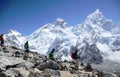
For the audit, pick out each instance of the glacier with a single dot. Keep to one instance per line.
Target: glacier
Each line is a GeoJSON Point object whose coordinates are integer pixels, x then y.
{"type": "Point", "coordinates": [96, 38]}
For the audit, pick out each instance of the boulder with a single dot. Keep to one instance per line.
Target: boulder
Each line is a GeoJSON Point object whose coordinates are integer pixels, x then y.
{"type": "Point", "coordinates": [49, 65]}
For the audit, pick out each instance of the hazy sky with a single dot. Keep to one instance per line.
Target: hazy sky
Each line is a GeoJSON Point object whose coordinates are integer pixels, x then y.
{"type": "Point", "coordinates": [26, 16]}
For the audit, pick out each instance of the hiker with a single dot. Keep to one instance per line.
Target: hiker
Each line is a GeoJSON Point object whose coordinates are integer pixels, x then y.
{"type": "Point", "coordinates": [52, 55]}
{"type": "Point", "coordinates": [26, 46]}
{"type": "Point", "coordinates": [2, 40]}
{"type": "Point", "coordinates": [75, 57]}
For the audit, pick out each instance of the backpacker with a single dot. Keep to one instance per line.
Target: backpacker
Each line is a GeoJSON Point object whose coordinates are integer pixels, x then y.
{"type": "Point", "coordinates": [73, 55]}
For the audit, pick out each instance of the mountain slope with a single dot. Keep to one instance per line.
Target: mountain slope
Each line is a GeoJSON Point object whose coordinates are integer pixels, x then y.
{"type": "Point", "coordinates": [65, 38]}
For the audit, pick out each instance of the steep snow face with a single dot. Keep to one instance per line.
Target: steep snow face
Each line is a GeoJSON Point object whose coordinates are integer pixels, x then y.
{"type": "Point", "coordinates": [14, 38]}
{"type": "Point", "coordinates": [101, 34]}
{"type": "Point", "coordinates": [42, 38]}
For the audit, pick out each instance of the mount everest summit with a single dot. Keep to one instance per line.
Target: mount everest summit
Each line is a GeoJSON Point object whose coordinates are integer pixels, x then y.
{"type": "Point", "coordinates": [96, 39]}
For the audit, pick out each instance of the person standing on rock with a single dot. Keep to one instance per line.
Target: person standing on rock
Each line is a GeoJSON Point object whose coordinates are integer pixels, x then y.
{"type": "Point", "coordinates": [75, 57]}
{"type": "Point", "coordinates": [26, 46]}
{"type": "Point", "coordinates": [2, 40]}
{"type": "Point", "coordinates": [52, 55]}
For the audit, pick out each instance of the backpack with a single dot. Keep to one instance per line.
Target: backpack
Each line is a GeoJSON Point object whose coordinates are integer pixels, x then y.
{"type": "Point", "coordinates": [73, 55]}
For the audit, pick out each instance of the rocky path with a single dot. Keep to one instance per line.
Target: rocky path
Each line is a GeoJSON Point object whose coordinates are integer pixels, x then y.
{"type": "Point", "coordinates": [17, 63]}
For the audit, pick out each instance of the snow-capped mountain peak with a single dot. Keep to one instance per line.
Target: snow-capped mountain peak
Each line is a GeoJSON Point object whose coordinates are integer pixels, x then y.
{"type": "Point", "coordinates": [96, 16]}
{"type": "Point", "coordinates": [64, 38]}
{"type": "Point", "coordinates": [60, 22]}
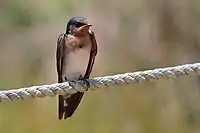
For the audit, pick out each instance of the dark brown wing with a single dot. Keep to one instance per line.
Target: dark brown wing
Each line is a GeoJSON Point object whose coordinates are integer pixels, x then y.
{"type": "Point", "coordinates": [75, 99]}
{"type": "Point", "coordinates": [59, 55]}
{"type": "Point", "coordinates": [93, 53]}
{"type": "Point", "coordinates": [59, 61]}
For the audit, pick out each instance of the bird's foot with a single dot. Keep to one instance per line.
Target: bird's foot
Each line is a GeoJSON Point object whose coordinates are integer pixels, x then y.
{"type": "Point", "coordinates": [84, 82]}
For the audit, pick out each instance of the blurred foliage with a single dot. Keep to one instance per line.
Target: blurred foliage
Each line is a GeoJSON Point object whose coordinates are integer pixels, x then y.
{"type": "Point", "coordinates": [132, 35]}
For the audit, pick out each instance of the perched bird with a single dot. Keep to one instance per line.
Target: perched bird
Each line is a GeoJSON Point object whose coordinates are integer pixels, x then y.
{"type": "Point", "coordinates": [75, 56]}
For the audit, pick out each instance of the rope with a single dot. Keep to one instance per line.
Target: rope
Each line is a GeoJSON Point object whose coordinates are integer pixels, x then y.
{"type": "Point", "coordinates": [99, 82]}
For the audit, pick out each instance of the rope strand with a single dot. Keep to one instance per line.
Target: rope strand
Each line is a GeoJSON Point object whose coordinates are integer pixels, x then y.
{"type": "Point", "coordinates": [99, 82]}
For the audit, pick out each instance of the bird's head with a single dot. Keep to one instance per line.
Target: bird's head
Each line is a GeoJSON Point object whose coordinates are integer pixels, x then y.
{"type": "Point", "coordinates": [78, 25]}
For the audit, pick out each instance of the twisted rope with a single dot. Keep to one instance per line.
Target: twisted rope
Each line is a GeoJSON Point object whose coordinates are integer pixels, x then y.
{"type": "Point", "coordinates": [72, 87]}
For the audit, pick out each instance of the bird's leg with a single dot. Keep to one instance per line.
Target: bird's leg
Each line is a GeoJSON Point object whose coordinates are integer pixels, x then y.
{"type": "Point", "coordinates": [84, 82]}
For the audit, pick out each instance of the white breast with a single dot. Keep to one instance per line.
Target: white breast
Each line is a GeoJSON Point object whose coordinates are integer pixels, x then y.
{"type": "Point", "coordinates": [76, 63]}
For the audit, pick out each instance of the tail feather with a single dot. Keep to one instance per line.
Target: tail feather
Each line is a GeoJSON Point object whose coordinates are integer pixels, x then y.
{"type": "Point", "coordinates": [68, 106]}
{"type": "Point", "coordinates": [60, 106]}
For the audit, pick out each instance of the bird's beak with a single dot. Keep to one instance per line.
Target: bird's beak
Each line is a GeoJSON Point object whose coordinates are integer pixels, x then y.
{"type": "Point", "coordinates": [89, 25]}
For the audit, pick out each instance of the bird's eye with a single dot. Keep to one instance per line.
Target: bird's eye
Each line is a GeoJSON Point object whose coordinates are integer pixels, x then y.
{"type": "Point", "coordinates": [78, 24]}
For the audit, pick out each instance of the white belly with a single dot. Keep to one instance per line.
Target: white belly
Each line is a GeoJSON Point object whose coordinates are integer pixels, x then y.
{"type": "Point", "coordinates": [76, 64]}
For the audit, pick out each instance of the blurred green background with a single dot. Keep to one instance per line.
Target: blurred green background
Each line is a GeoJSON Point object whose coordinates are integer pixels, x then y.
{"type": "Point", "coordinates": [132, 35]}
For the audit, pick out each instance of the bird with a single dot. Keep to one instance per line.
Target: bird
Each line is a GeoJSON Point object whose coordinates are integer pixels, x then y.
{"type": "Point", "coordinates": [75, 57]}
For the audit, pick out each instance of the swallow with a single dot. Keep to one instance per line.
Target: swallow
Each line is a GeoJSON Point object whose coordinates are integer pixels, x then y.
{"type": "Point", "coordinates": [75, 56]}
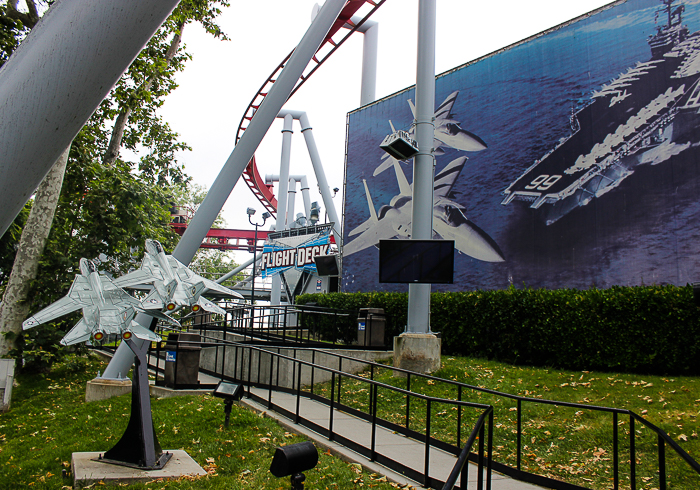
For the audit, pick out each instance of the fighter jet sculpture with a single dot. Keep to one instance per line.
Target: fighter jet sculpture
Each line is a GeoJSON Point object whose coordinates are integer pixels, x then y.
{"type": "Point", "coordinates": [175, 285]}
{"type": "Point", "coordinates": [107, 309]}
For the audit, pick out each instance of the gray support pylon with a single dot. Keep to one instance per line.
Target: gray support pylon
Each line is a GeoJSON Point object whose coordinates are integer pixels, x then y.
{"type": "Point", "coordinates": [320, 174]}
{"type": "Point", "coordinates": [303, 182]}
{"type": "Point", "coordinates": [276, 291]}
{"type": "Point", "coordinates": [318, 168]}
{"type": "Point", "coordinates": [263, 118]}
{"type": "Point", "coordinates": [232, 170]}
{"type": "Point", "coordinates": [56, 78]}
{"type": "Point", "coordinates": [291, 198]}
{"type": "Point", "coordinates": [238, 269]}
{"type": "Point", "coordinates": [370, 44]}
{"type": "Point", "coordinates": [284, 173]}
{"type": "Point", "coordinates": [423, 162]}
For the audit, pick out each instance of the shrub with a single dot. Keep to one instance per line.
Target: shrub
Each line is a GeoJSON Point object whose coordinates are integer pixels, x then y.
{"type": "Point", "coordinates": [644, 329]}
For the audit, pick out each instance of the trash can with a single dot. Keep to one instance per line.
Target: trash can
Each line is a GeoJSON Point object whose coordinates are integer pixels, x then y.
{"type": "Point", "coordinates": [371, 323]}
{"type": "Point", "coordinates": [696, 293]}
{"type": "Point", "coordinates": [182, 360]}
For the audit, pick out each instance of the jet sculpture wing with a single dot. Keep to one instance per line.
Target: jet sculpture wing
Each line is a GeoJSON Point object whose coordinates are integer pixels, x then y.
{"type": "Point", "coordinates": [115, 294]}
{"type": "Point", "coordinates": [215, 286]}
{"type": "Point", "coordinates": [79, 333]}
{"type": "Point", "coordinates": [140, 276]}
{"type": "Point", "coordinates": [80, 295]}
{"type": "Point", "coordinates": [370, 237]}
{"type": "Point", "coordinates": [61, 307]}
{"type": "Point", "coordinates": [209, 306]}
{"type": "Point", "coordinates": [143, 333]}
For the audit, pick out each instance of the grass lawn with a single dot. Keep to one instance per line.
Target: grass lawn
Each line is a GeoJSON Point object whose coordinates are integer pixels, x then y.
{"type": "Point", "coordinates": [49, 420]}
{"type": "Point", "coordinates": [569, 444]}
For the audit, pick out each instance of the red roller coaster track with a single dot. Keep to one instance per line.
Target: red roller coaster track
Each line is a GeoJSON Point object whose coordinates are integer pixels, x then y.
{"type": "Point", "coordinates": [251, 176]}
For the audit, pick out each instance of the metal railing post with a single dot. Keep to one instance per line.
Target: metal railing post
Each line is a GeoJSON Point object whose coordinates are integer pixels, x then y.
{"type": "Point", "coordinates": [313, 365]}
{"type": "Point", "coordinates": [330, 418]}
{"type": "Point", "coordinates": [662, 463]}
{"type": "Point", "coordinates": [633, 456]}
{"type": "Point", "coordinates": [340, 377]}
{"type": "Point", "coordinates": [408, 399]}
{"type": "Point", "coordinates": [519, 435]}
{"type": "Point", "coordinates": [459, 416]}
{"type": "Point", "coordinates": [480, 474]}
{"type": "Point", "coordinates": [489, 448]}
{"type": "Point", "coordinates": [296, 418]}
{"type": "Point", "coordinates": [373, 408]}
{"type": "Point", "coordinates": [616, 456]}
{"type": "Point", "coordinates": [426, 476]}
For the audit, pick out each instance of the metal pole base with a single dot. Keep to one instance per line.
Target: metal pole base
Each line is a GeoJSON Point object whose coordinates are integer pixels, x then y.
{"type": "Point", "coordinates": [138, 447]}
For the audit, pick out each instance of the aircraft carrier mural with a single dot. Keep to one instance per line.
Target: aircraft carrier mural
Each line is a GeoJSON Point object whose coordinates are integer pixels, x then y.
{"type": "Point", "coordinates": [568, 160]}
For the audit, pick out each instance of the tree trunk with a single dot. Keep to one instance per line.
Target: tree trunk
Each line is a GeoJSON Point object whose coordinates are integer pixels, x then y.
{"type": "Point", "coordinates": [115, 141]}
{"type": "Point", "coordinates": [15, 307]}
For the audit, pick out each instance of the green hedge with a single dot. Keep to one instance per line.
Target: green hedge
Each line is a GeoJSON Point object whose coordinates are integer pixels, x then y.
{"type": "Point", "coordinates": [653, 330]}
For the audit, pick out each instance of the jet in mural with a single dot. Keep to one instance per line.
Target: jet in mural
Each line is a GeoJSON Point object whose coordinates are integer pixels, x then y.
{"type": "Point", "coordinates": [175, 284]}
{"type": "Point", "coordinates": [449, 221]}
{"type": "Point", "coordinates": [107, 309]}
{"type": "Point", "coordinates": [646, 115]}
{"type": "Point", "coordinates": [447, 133]}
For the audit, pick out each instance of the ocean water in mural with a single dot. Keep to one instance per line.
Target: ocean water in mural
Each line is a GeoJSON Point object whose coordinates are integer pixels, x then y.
{"type": "Point", "coordinates": [589, 173]}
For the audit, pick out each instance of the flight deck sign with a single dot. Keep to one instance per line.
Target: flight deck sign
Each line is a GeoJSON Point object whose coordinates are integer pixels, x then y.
{"type": "Point", "coordinates": [294, 252]}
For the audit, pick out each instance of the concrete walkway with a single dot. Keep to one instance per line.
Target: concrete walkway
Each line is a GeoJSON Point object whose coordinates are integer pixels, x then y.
{"type": "Point", "coordinates": [402, 449]}
{"type": "Point", "coordinates": [407, 451]}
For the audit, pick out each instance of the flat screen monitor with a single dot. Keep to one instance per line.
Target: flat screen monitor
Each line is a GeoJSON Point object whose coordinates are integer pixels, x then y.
{"type": "Point", "coordinates": [416, 261]}
{"type": "Point", "coordinates": [326, 265]}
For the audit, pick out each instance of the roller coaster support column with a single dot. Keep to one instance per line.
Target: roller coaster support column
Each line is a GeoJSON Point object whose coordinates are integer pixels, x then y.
{"type": "Point", "coordinates": [276, 292]}
{"type": "Point", "coordinates": [238, 269]}
{"type": "Point", "coordinates": [318, 168]}
{"type": "Point", "coordinates": [303, 182]}
{"type": "Point", "coordinates": [370, 29]}
{"type": "Point", "coordinates": [418, 348]}
{"type": "Point", "coordinates": [53, 82]}
{"type": "Point", "coordinates": [200, 225]}
{"type": "Point", "coordinates": [291, 198]}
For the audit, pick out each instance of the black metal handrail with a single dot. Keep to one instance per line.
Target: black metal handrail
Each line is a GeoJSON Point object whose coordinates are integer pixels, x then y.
{"type": "Point", "coordinates": [255, 323]}
{"type": "Point", "coordinates": [663, 438]}
{"type": "Point", "coordinates": [239, 375]}
{"type": "Point", "coordinates": [461, 467]}
{"type": "Point", "coordinates": [517, 471]}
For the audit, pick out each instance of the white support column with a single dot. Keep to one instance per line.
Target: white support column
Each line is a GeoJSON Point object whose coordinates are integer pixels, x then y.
{"type": "Point", "coordinates": [304, 184]}
{"type": "Point", "coordinates": [291, 198]}
{"type": "Point", "coordinates": [320, 174]}
{"type": "Point", "coordinates": [423, 168]}
{"type": "Point", "coordinates": [276, 292]}
{"type": "Point", "coordinates": [232, 170]}
{"type": "Point", "coordinates": [370, 44]}
{"type": "Point", "coordinates": [418, 348]}
{"type": "Point", "coordinates": [56, 78]}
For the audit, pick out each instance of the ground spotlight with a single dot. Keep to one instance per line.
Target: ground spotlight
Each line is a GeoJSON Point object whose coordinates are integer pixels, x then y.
{"type": "Point", "coordinates": [229, 392]}
{"type": "Point", "coordinates": [292, 460]}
────────────────────
Working from the material above, restate word for word the lines between the line with "For the audit, pick out each instance of the boulder" and the line with "Target: mount everest summit", both included, and only those.

RESULT
For the audit, pick out each instance of the boulder with a single dot. Keep to one instance per line.
Target: boulder
Each line is a GeoJSON Point object whose coordinates are integer pixels, x then y.
{"type": "Point", "coordinates": [49, 65]}
For the audit, pick out each instance of the hazy sky with a single dot. Keep to one instance per line.
Target: hazy sky
Each line is a GeoJSON Point object whose coordinates are integer pixels, x then y.
{"type": "Point", "coordinates": [26, 16]}
For the audit, pick out each instance of the hiker with a single dot. Keep to one instance per line.
Target: hiker
Each line is a GeoJSON Point object whose coordinates are integer pixels, x then y.
{"type": "Point", "coordinates": [52, 55]}
{"type": "Point", "coordinates": [26, 46]}
{"type": "Point", "coordinates": [2, 40]}
{"type": "Point", "coordinates": [75, 57]}
For the audit, pick out each instance of the backpacker with a single dot. Keep to one instance per line.
Target: backpacker
Each line is a GeoJSON Point object whose coordinates are integer pixels, x then y.
{"type": "Point", "coordinates": [73, 55]}
For the audit, pick out each instance of the mountain slope with a single dot. Keep to one instance per line.
Target: mountain slope
Each line is a GeoJSON Point object whose coordinates are integer pixels, x then y.
{"type": "Point", "coordinates": [65, 38]}
For the audit, pick out each instance of the steep snow face with a single dot. Keep to one instance per line.
Target: steep snow face
Each line is a GeoJSON Point object whose coordinates are integer pixels, x then y.
{"type": "Point", "coordinates": [14, 38]}
{"type": "Point", "coordinates": [101, 34]}
{"type": "Point", "coordinates": [42, 38]}
For the audit, pick out each instance of the mount everest summit with a single dot. Keep to one instance per line.
Target: mount everest summit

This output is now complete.